Looking at an aerial map of western Queensland, the landscape is dotted with wells reaching down to the Great Artesian Basin.

Every day, more wells are sunk, drilling to coal seams below the aquifer and sucking gas back up to the ponds hundreds of metres above.

The extraction of the resource – if you read the legislation – is for the betterment of the people of Queensland.

And it is boom time for mining companies, the thousands they employ in the gas fields and surrounding communities, and for the State Government who laps up the royalties.

The landholders whose properties the wells are sunk on are also paid for their trouble, but they say they have no way of knowing if they are being compensated properly because they are gagged by confidentiality clauses.

A Senate inquiry into the CSG industry was told earlier this year that some compensation packages can vary from $10,000 to hundreds of thousands of dollars for different landholders.

We’ve got no choice to say no to the industry but then we’re also held accountable to be quiet and not talk about it and I don’t think that’s right.

Landholder Katie Lloyd

Under the land access code, resource companies and landholders are required to keep information about each party confidential, but the Australian Petroleum Production and Exploration Association (APPEA) says that after a number of complaints, landholders can now have the confidentiality clauses waived.

**Material supplied:**
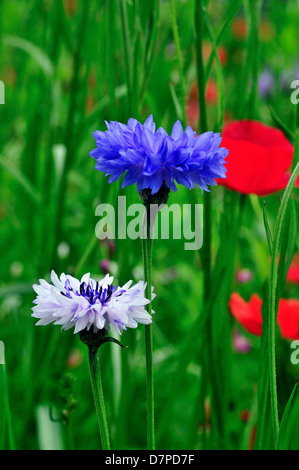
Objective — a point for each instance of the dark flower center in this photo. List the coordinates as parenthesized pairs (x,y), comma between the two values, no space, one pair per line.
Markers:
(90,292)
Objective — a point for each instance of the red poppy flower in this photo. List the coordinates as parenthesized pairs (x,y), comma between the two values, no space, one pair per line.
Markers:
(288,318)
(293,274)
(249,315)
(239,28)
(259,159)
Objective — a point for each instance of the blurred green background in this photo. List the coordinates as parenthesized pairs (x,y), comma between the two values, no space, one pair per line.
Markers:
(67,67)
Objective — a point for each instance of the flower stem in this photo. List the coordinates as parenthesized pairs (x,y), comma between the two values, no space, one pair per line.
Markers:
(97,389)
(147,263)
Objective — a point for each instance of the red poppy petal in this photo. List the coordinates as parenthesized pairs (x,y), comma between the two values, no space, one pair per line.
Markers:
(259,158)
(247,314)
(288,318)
--
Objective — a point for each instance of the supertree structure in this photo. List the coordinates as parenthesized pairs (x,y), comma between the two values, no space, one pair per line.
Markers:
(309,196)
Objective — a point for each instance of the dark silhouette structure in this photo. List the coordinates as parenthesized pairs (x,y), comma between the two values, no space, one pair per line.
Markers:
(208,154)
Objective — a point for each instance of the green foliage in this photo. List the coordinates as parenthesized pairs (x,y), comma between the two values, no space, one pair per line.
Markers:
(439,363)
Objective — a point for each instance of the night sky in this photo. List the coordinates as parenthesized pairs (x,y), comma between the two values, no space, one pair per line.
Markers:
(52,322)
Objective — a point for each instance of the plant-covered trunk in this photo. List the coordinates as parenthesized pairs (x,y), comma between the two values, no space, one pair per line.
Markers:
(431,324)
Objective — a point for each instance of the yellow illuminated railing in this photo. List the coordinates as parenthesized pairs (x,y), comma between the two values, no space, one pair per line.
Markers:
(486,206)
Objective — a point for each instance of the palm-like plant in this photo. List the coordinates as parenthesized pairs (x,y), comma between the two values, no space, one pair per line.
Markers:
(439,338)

**Parts of the exercise:**
• a. Check each statement against the text on coal seam gas wells in Queensland and answer yes or no. Quote the words of the text that decide each one. (i) Landholders are paid when wells are sunk on their properties. (ii) All landholders receive about the same compensation. (iii) Landholders can never have their confidentiality clauses waived.
• b. According to the text on coal seam gas wells in Queensland, for whom is it boom time? Name all of them.
• c. Pick up the text on coal seam gas wells in Queensland after its last sentence and continue it.
The listing isn't needed for anything here.

**Written responses:**
• a.
(i) Yes: "The landholders whose properties the wells are sunk on are also paid for their trouble"
(ii) No: "some compensation packages can vary from $10,000 to hundreds of thousands of dollars for different landholders"
(iii) No: "landholders can now have the confidentiality clauses waived"

• b.
- mining companies
- the thousands they employ in the gas fields and surrounding communities
- the State Government

• c.
There are 18 coal seam gas wells on Katie Lloyd and her husband’s grazing and farming property, 30 kilometres south-west of Chinchilla, on the Darling Downs.

Ms Lloyd says Origin, Queensland Gas Company (QGC) and an unknown third company have tenure over their property and there could be up to 25 more wells put in.

“We’ve got no choice to say no to the industry, but then we’re also held accountable to be quiet and not talk about it, and I don’t think that’s right,” she said.

‘No choice’

Ms Lloyd says her parents-in-law signed a confidentiality clause when they signed a compensation agreement for the property in 2008, back when coal seam gas wasn’t the hot issue it is today.

“They certainly described it as if they felt they had a gun to their head,” she said.

“They had no choice. It had gotten to a point that they felt they had to sign.

“I know the company had time constraints, they needed to get going, there was that looming threat of land court, so they [Ms Lloyd’s parents-in-law] certainly described it as a pretty horrid experience and they felt they had little choice at the end but to proceed.”

The Lloyds are now bound by that agreement for the life of the wells on their property.

Ms Lloyd says they are battling to get parts of the agreement revised because they don’t feel they are being compensated enough.

She says they are concerned the value of their property has dropped since the wells were sunk.

They have problems getting machinery around the wells and other mining infrastructure, which can be as big as 100 square metres.

Ms Lloyd says on top of that, the introduction of the wells has meant a lifestyle change.

“We’ve constantly got people coming onto the property at any given time, and so a lot of the lifestyle considerations aren’t incorporated into that compensation agreement,” she said.

Ms Lloyd says miners are using confidentiality clauses to their advantage and farmers desperately want a benchmark set for payments.

“I’m sure that [resource companies] use it as a bit of a carrot for themselves just to get them in. I think it’s just so critically unfair to the landholder to lock them in and gag them.”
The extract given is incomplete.